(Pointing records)
start

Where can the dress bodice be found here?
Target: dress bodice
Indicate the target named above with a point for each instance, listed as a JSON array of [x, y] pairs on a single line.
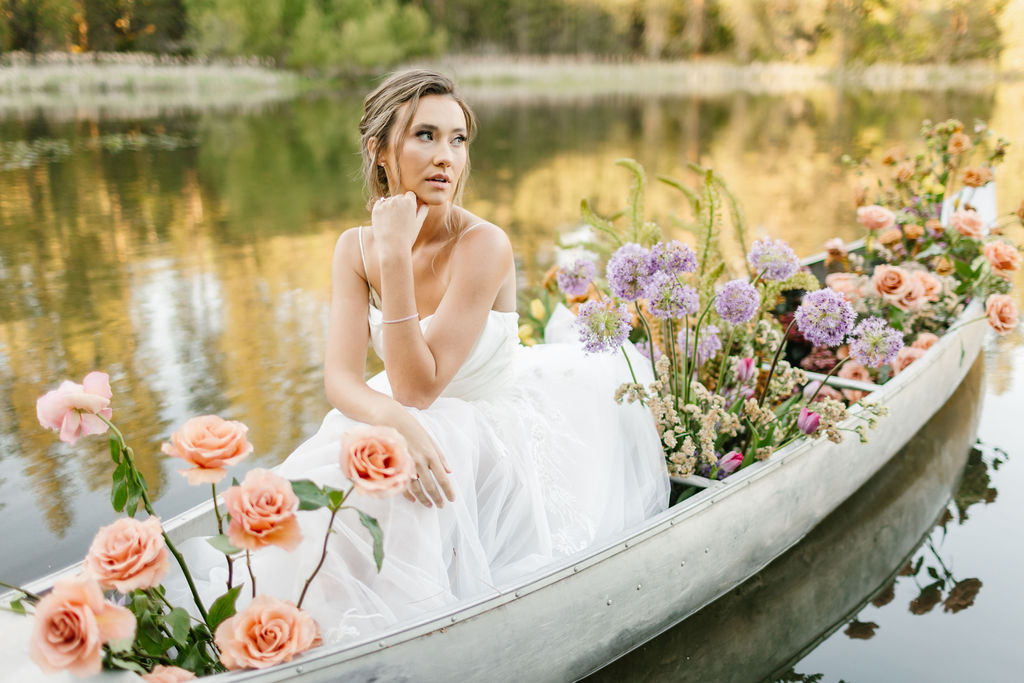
[[491, 364]]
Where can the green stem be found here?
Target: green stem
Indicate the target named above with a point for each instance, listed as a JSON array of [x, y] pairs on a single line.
[[148, 508]]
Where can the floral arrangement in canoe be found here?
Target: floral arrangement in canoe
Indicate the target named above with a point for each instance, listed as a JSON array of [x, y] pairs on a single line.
[[116, 614]]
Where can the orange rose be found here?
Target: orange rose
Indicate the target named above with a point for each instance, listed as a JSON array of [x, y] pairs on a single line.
[[876, 217], [1001, 313], [968, 223], [162, 674], [376, 460], [72, 624], [976, 176], [904, 357], [267, 632], [208, 443], [1003, 257], [925, 340], [128, 554], [262, 510]]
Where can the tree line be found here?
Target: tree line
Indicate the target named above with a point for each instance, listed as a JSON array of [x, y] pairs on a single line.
[[335, 36]]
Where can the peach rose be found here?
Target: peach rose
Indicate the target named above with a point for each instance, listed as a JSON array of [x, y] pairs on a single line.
[[208, 443], [847, 284], [976, 176], [958, 142], [876, 217], [968, 223], [162, 674], [73, 623], [891, 282], [931, 285], [267, 632], [1001, 313], [1003, 257], [904, 357], [128, 554], [925, 340], [72, 409], [376, 460], [262, 510], [854, 371]]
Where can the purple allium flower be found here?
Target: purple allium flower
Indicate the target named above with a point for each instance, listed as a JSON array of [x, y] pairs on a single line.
[[602, 326], [670, 299], [573, 280], [628, 271], [773, 259], [737, 301], [808, 421], [673, 257], [708, 346], [825, 317], [873, 343]]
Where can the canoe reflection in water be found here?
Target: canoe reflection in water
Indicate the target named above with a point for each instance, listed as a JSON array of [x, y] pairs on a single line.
[[757, 631]]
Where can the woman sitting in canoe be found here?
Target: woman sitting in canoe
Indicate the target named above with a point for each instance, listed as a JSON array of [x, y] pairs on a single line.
[[522, 456]]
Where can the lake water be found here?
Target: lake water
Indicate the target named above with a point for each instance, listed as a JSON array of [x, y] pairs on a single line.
[[186, 254]]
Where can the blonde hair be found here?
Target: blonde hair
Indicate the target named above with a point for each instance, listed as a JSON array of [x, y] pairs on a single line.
[[380, 111]]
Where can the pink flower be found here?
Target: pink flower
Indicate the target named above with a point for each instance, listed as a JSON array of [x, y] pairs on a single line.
[[876, 217], [72, 624], [904, 357], [267, 632], [128, 554], [262, 510], [1001, 313], [808, 421], [745, 370], [162, 674], [72, 409], [376, 460], [925, 340], [968, 223], [208, 443], [730, 462]]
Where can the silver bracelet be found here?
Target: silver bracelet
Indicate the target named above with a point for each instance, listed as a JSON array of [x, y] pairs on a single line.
[[400, 319]]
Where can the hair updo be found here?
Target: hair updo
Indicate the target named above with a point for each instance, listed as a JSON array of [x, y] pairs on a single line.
[[380, 113]]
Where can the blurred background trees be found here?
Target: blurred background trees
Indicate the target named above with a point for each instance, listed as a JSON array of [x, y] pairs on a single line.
[[333, 36]]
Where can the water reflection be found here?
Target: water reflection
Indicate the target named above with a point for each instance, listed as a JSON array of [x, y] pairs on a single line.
[[758, 630], [198, 275]]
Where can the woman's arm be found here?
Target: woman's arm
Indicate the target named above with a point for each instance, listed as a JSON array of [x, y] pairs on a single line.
[[344, 365]]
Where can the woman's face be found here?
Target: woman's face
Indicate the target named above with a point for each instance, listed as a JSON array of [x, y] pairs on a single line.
[[431, 155]]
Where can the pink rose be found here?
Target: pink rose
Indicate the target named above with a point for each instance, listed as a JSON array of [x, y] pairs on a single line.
[[1003, 257], [376, 460], [904, 357], [847, 284], [262, 510], [931, 285], [208, 443], [72, 409], [925, 340], [876, 217], [267, 632], [968, 223], [1001, 313], [72, 624], [162, 674], [128, 554]]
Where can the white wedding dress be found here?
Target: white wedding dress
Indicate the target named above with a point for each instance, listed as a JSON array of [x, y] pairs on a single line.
[[544, 464]]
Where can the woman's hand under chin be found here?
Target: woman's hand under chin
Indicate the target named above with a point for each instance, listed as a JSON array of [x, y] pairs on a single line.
[[396, 222]]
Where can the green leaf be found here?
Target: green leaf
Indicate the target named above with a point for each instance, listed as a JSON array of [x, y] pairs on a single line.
[[223, 544], [378, 536], [223, 607], [310, 496], [177, 620]]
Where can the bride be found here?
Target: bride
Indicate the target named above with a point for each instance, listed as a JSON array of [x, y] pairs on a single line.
[[522, 455]]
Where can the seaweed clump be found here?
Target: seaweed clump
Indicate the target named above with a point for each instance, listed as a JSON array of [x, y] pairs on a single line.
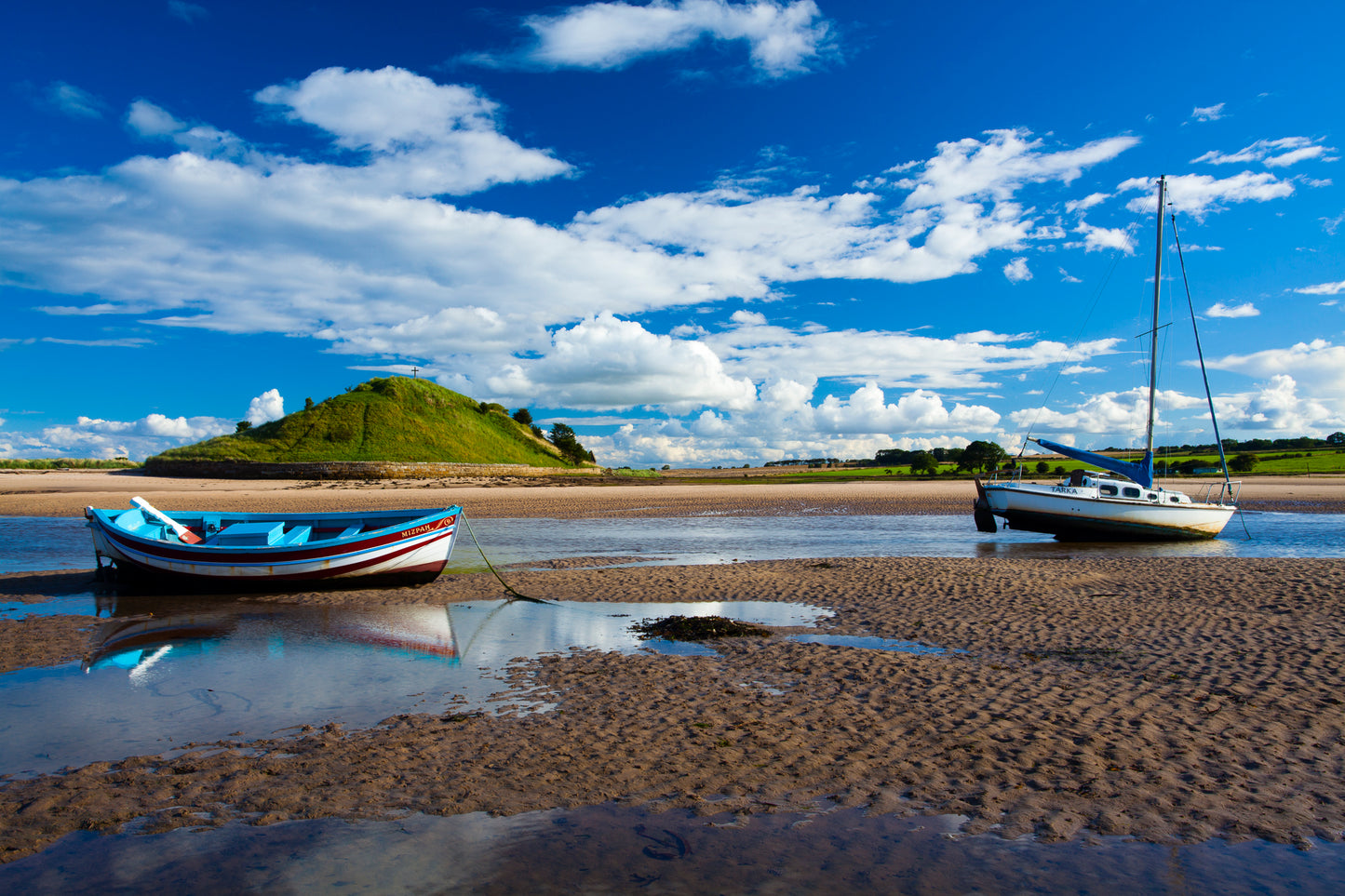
[[697, 628]]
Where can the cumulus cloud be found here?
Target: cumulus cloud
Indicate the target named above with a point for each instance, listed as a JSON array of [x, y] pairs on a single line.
[[1318, 365], [265, 408], [1277, 407], [786, 421], [1220, 310], [100, 437], [783, 38], [1017, 271], [1323, 289], [1002, 165], [1105, 238], [610, 364], [1208, 114]]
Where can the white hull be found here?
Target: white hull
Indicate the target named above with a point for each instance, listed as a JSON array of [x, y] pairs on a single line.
[[1082, 513]]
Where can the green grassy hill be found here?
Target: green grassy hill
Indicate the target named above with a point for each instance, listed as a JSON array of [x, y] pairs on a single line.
[[387, 419]]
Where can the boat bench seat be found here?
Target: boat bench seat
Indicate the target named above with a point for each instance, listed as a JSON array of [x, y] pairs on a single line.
[[296, 536]]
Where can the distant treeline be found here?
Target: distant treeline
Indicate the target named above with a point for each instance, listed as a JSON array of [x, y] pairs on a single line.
[[900, 458], [1335, 440], [67, 463], [810, 461]]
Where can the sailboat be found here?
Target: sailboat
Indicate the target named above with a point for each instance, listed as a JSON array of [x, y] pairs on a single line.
[[1121, 503]]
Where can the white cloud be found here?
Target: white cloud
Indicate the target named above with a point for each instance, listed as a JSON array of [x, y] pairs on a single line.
[[1119, 416], [1317, 365], [783, 38], [1087, 202], [265, 408], [1323, 289], [1275, 405], [786, 422], [100, 437], [422, 138], [610, 364], [1202, 194], [1272, 154], [74, 101], [921, 410], [1220, 310], [1001, 166], [1017, 271], [1208, 114], [1105, 238]]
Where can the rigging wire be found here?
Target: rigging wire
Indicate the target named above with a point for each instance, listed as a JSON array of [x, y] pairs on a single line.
[[1229, 486], [1060, 362]]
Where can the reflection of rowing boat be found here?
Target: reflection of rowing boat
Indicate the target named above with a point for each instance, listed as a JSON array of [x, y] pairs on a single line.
[[275, 549], [420, 630]]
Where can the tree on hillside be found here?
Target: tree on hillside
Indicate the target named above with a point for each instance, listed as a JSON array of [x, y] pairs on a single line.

end

Short task: Rewrite the listing lines that begin at the line containing "Where can the hair updo be found here?" and stop after the line containing "[[544, 464]]", with the requests included. Multiply every x and y coordinate in the answers by 2.35, rounding to whole numbers with halves going up.

Final result:
Where can the hair updo be found here?
Target: hair updo
Indicate the target named above with a point for each instance, listed as a JSON array of [x, y] pairs on a single line.
[[893, 266]]
Where can the blurred background trees be found here?
Target: blurred background trees
Indicate the target named above with a point for each instance, listed as a JSON array of [x, y] pairs on a single line.
[[783, 85]]
Where can the water reflection be found here?
Target: water reflection
Indicate the target named above with a point for each instance, listed as a JSON array of [x, y] pairs on a single line.
[[1781, 1481], [465, 646]]
Where can the woman's arm be found here?
Target: woman's arm
Indicate the target named above with a point for each instance, listed as a JSON array of [x, y] pairs on a single line.
[[808, 858]]
Where can the woman's face be found here?
Target: woman's face
Indicate the target named above with a point for each instance, listed as a JSON array of [x, y] pairs on a single line.
[[1013, 364]]
Where can the pink rose be found here?
Target: pink rose
Indicate the target named above with a point for each instance, listed as a JSON array of [x, y] pairs on a single line.
[[2357, 604], [884, 1081], [2124, 839], [1990, 667], [616, 1199], [2188, 670], [489, 1041], [169, 961], [2174, 799], [2059, 510], [627, 1485], [2275, 524], [2352, 736], [169, 1466], [381, 1584], [301, 1302]]
Where can the white wedding dress be found here?
Target: white wedding dress
Indicate the target named above with a point for each instance, listed as a JSON array of [x, y] pairs on a single line.
[[1278, 1090]]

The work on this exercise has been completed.